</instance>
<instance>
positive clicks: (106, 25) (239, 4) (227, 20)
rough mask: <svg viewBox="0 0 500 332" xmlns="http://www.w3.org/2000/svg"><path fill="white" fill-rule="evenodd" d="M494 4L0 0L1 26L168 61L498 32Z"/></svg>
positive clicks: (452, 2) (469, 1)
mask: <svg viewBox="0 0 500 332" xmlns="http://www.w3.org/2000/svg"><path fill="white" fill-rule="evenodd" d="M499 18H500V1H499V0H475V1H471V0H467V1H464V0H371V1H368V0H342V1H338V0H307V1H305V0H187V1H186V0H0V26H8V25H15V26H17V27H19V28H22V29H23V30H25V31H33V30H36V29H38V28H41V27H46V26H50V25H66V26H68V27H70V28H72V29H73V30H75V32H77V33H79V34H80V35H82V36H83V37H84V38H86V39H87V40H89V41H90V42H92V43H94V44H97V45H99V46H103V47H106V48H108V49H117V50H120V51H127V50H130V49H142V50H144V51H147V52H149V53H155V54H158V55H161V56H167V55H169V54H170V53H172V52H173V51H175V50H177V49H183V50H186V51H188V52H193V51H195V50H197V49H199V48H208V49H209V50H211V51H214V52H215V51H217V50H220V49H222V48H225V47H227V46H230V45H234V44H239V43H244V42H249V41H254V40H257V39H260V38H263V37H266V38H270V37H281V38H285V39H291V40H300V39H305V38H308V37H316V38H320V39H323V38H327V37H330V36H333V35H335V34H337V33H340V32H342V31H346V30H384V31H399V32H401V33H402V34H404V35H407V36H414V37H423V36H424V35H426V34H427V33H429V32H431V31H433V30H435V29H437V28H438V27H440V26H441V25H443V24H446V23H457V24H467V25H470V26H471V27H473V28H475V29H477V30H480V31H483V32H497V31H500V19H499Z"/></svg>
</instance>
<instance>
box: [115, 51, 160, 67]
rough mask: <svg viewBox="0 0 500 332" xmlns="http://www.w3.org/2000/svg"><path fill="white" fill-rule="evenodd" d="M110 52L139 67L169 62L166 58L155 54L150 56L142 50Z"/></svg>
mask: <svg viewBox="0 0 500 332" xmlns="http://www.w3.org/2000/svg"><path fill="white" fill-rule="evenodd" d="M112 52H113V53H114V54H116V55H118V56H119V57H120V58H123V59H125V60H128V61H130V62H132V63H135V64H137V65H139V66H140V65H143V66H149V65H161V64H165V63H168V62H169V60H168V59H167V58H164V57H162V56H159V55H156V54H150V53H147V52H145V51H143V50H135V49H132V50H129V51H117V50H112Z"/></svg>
################
Using the listing above, transcribe every entry exactly.

</instance>
<instance>
positive clicks: (106, 25) (239, 4) (227, 20)
rough mask: <svg viewBox="0 0 500 332" xmlns="http://www.w3.org/2000/svg"><path fill="white" fill-rule="evenodd" d="M494 4L0 0L1 26L168 61L498 32Z"/></svg>
positive clicks: (452, 2) (469, 1)
mask: <svg viewBox="0 0 500 332" xmlns="http://www.w3.org/2000/svg"><path fill="white" fill-rule="evenodd" d="M499 18H500V1H499V0H475V1H471V0H467V1H464V0H371V1H368V0H342V1H338V0H307V1H305V0H187V1H186V0H0V26H8V25H15V26H17V27H19V28H22V29H23V30H25V31H33V30H36V29H38V28H41V27H46V26H50V25H66V26H68V27H70V28H72V29H73V30H75V32H77V33H79V34H80V35H82V36H83V37H84V38H86V39H87V40H89V41H90V42H92V43H94V44H97V45H99V46H103V47H106V48H108V49H117V50H120V51H127V50H130V49H142V50H144V51H147V52H149V53H155V54H158V55H161V56H167V55H169V54H170V53H172V52H173V51H175V50H177V49H183V50H186V51H188V52H193V51H195V50H197V49H199V48H208V49H209V50H211V51H214V52H215V51H217V50H220V49H222V48H225V47H227V46H230V45H234V44H239V43H244V42H249V41H254V40H257V39H260V38H263V37H266V38H270V37H281V38H285V39H291V40H300V39H305V38H308V37H316V38H320V39H323V38H327V37H330V36H333V35H335V34H337V33H340V32H342V31H346V30H384V31H399V32H401V33H402V34H404V35H407V36H414V37H423V36H424V35H426V34H427V33H429V32H431V31H433V30H435V29H437V28H438V27H440V26H441V25H443V24H446V23H457V24H467V25H470V26H471V27H473V28H475V29H477V30H480V31H483V32H497V31H500V19H499Z"/></svg>
</instance>
<instance>
box: [115, 51, 160, 67]
rough mask: <svg viewBox="0 0 500 332" xmlns="http://www.w3.org/2000/svg"><path fill="white" fill-rule="evenodd" d="M110 52L139 67L169 62L166 58L155 54L150 56L142 50Z"/></svg>
mask: <svg viewBox="0 0 500 332" xmlns="http://www.w3.org/2000/svg"><path fill="white" fill-rule="evenodd" d="M112 52H113V53H114V54H116V55H118V56H119V57H120V58H123V59H125V60H128V61H130V62H132V63H135V64H137V65H139V66H140V65H143V66H149V65H161V64H165V63H168V62H169V60H168V59H167V58H164V57H162V56H159V55H156V54H150V53H147V52H145V51H143V50H135V49H132V50H129V51H117V50H112Z"/></svg>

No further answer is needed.